§ Your instructions
Starting at the beginning of the items and ending at the line containing "0 239 850 566", replace "snow patch" with "snow field" and write those lines out again with everything else left unchanged.

++++ Records for this task ++++

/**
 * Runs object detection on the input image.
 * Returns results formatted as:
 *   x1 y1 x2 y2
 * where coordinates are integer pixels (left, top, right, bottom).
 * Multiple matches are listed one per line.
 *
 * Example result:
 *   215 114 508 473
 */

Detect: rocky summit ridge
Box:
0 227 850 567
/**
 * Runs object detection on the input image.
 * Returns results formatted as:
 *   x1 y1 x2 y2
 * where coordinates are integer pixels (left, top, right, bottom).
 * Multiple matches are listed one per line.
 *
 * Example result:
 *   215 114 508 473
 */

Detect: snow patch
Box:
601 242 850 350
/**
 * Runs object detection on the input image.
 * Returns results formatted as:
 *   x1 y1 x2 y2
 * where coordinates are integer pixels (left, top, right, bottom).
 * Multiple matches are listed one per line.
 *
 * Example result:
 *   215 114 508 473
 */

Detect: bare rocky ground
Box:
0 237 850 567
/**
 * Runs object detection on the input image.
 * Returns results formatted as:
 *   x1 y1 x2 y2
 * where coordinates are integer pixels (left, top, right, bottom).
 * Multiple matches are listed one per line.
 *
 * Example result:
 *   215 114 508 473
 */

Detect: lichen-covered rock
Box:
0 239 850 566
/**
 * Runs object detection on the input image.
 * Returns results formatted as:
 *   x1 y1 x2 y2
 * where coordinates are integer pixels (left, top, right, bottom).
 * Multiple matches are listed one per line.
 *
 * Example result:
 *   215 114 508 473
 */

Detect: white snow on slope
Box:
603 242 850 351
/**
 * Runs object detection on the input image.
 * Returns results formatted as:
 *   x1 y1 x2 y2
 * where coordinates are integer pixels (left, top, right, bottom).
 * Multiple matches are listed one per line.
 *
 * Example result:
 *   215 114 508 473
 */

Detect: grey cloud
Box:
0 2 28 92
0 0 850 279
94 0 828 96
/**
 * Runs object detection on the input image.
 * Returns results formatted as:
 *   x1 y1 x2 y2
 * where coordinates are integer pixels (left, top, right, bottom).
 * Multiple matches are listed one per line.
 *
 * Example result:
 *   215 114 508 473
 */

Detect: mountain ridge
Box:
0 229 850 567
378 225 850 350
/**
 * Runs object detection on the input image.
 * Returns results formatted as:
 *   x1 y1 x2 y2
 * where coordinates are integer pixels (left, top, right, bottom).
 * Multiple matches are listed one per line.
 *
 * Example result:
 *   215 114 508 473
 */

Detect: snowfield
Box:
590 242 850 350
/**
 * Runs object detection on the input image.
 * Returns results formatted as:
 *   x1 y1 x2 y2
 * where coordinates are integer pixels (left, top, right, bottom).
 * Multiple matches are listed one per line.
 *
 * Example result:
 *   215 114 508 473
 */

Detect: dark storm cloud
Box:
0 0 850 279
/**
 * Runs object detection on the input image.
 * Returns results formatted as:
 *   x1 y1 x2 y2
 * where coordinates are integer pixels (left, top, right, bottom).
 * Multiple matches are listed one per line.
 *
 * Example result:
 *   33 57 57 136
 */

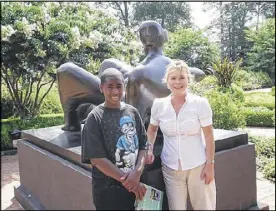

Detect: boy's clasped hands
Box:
121 169 147 200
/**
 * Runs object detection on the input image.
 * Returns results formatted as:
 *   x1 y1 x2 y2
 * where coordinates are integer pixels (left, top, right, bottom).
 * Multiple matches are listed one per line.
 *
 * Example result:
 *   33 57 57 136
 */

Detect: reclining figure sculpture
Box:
57 21 205 131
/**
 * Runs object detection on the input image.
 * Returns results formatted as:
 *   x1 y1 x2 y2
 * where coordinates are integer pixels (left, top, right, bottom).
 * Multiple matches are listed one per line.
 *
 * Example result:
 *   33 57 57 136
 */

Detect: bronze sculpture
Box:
57 21 205 131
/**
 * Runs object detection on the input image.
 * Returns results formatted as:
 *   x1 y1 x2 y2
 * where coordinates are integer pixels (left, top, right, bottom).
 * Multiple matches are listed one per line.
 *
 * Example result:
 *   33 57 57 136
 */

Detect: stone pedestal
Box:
15 126 268 210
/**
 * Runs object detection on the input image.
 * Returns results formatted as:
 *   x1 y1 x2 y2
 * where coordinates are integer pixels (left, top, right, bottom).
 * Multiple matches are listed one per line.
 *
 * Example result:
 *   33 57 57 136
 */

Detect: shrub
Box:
218 84 245 103
249 136 275 158
1 84 63 119
245 92 275 110
271 86 275 96
263 159 275 181
1 114 64 150
249 135 275 181
1 84 14 119
243 107 275 127
205 90 245 130
213 57 242 88
235 70 273 90
189 75 217 96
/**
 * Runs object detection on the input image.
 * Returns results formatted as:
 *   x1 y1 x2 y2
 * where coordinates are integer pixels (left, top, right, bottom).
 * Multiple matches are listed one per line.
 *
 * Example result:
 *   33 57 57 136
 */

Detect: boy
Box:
82 68 146 210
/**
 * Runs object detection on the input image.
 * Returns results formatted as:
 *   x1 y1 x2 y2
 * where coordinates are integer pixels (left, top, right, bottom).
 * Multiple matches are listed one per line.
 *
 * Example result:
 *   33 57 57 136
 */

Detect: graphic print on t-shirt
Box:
115 116 138 172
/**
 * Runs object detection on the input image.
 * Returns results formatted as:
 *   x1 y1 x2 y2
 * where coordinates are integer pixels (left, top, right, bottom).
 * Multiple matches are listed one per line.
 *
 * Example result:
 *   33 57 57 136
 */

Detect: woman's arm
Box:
201 125 215 184
202 125 215 163
145 124 159 164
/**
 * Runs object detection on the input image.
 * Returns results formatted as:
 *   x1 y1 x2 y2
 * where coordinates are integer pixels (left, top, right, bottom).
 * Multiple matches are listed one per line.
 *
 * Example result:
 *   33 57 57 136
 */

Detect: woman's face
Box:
167 71 188 94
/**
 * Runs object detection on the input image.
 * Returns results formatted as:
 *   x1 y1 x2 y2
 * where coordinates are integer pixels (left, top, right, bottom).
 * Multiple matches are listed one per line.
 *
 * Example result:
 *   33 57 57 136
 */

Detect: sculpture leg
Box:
62 96 104 131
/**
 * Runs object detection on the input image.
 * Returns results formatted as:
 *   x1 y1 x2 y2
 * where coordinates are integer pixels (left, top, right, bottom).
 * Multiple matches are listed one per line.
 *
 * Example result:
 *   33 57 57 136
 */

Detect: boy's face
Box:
100 77 124 108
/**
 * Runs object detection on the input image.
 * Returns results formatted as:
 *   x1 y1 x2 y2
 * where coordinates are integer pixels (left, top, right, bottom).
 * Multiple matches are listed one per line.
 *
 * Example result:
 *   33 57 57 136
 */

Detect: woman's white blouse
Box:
150 93 212 170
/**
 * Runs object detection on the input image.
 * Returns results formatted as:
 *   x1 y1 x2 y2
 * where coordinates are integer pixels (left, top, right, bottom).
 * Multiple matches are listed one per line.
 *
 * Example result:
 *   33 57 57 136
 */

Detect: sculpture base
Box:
15 127 268 210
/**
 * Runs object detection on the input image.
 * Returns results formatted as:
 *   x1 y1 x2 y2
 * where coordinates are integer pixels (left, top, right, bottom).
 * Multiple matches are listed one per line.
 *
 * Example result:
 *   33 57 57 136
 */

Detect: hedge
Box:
249 135 275 181
245 92 275 110
243 107 275 127
1 113 64 150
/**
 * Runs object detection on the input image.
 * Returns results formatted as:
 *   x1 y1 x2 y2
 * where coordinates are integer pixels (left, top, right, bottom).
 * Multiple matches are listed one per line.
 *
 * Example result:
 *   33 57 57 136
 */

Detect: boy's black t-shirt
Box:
81 104 146 188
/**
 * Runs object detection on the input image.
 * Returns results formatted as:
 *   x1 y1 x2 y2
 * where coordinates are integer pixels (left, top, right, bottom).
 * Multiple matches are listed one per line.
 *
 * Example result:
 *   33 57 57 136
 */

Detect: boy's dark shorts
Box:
92 186 135 210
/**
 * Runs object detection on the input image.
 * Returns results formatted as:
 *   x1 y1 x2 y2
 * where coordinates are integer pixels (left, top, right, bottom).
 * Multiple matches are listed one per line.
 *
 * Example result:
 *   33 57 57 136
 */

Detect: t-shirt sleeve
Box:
81 114 107 164
199 98 213 127
135 109 147 150
150 98 160 126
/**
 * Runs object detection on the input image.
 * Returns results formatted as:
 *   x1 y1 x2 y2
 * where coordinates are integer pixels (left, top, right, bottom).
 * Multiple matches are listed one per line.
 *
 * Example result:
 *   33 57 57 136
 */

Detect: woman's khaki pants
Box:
162 164 216 210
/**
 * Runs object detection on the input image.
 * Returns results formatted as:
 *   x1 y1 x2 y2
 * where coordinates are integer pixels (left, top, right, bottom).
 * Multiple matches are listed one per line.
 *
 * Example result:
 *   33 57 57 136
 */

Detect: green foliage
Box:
1 84 14 119
213 57 242 88
263 159 275 181
217 84 245 104
1 114 64 150
246 18 275 82
1 84 63 119
189 75 217 96
245 92 275 110
164 29 218 71
206 90 245 130
242 107 275 127
271 86 275 96
249 136 275 158
235 70 273 90
133 2 191 31
1 2 142 118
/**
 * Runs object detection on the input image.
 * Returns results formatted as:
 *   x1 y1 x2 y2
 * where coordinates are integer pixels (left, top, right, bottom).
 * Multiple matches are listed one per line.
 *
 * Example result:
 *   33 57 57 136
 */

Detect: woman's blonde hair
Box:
162 59 193 83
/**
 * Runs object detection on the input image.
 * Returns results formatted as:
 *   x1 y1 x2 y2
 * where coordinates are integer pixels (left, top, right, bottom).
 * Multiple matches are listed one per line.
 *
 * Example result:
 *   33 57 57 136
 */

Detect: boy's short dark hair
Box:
100 68 124 84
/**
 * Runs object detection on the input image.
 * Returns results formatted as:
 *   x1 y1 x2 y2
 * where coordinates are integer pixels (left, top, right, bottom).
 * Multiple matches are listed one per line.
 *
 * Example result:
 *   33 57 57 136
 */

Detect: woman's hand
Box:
121 169 141 191
200 163 215 185
131 182 147 200
145 149 154 164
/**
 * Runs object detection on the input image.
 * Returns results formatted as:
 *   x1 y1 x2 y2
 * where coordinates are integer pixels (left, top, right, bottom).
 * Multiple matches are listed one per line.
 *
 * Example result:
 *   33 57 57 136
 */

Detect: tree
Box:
213 57 242 88
94 1 133 27
246 18 275 82
133 2 191 31
164 29 219 71
1 2 140 118
205 2 256 61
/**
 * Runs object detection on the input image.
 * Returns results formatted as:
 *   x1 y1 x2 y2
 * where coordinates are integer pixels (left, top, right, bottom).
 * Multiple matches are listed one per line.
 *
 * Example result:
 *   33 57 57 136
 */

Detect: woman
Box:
147 60 216 210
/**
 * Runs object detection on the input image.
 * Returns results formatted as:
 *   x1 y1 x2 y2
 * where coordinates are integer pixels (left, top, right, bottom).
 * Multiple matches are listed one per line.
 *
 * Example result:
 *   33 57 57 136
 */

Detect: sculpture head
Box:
139 20 168 49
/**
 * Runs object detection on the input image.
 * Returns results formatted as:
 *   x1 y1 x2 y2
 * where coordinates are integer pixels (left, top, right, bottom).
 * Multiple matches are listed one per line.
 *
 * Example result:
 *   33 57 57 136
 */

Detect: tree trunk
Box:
256 2 261 33
124 1 129 27
219 2 224 59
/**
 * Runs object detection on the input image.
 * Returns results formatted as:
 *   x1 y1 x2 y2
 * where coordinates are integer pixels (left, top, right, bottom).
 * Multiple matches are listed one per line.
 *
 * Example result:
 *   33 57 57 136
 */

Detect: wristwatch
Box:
146 142 153 150
206 160 215 164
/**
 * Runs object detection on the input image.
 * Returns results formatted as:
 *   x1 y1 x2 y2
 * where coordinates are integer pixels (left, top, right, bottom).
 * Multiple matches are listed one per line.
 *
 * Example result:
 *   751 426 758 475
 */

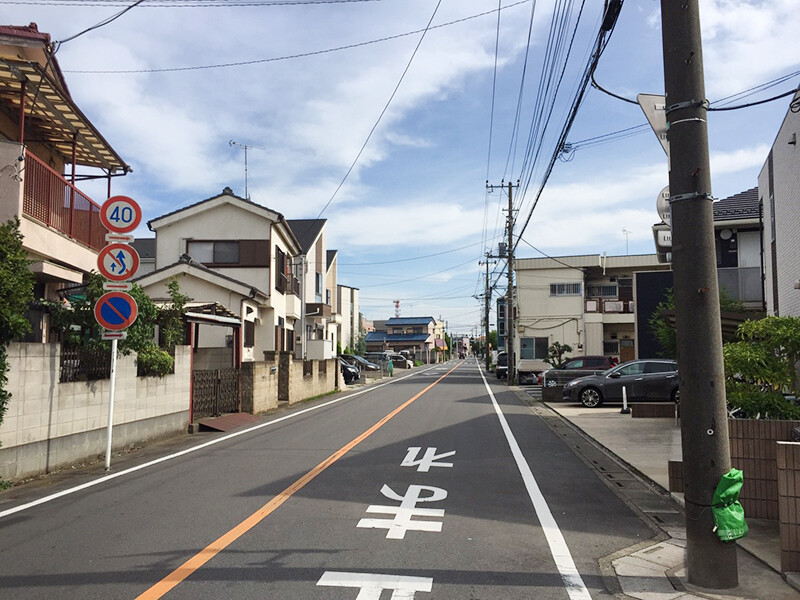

++++

§ Complete answer
/**
 * Runs object detection on the input image.
 * Returns results formatted as:
 *   x1 y1 x2 y2
 * where coordinates are integer pixels (left, top, right, bottom).
 * Multiple matches are listed one per line.
 *
 * Example result:
 *   215 114 508 473
 */

Detect: rocky summit ridge
Box:
0 227 850 567
/**
 * Runs object detection on the input image.
 * Returns results formatted as:
 *   x1 y1 x2 y2
 * where coordinates are integer pixels (left, top, right, bottom).
 * Multiple matches are listed one per line.
 *
 * Example result:
 *   215 114 508 473
 */

Detect: snow field
Box:
601 242 850 350
/**
 * Runs object detection on the input image.
 * Returns results formatted as:
 *   x1 y1 x2 y2
 * where coordinates are integer pixels (left, top, right, bottom).
 * Multiple matches are listed one per line.
 *
 * Example result:
 *   215 114 508 473
 */

Detect: bare rocky ground
Box:
0 237 850 567
/**
 * Runs object detection on the input image.
 * Returns results formatted as:
 *   x1 y1 x2 y2
 * where coordinates are integer pixels (left, top, right, bottom).
 * Multiple matches are listed one per line.
 *
 * Example result:
 *   215 114 508 473
 */

Detect: lichen-covered rock
Box:
0 239 850 566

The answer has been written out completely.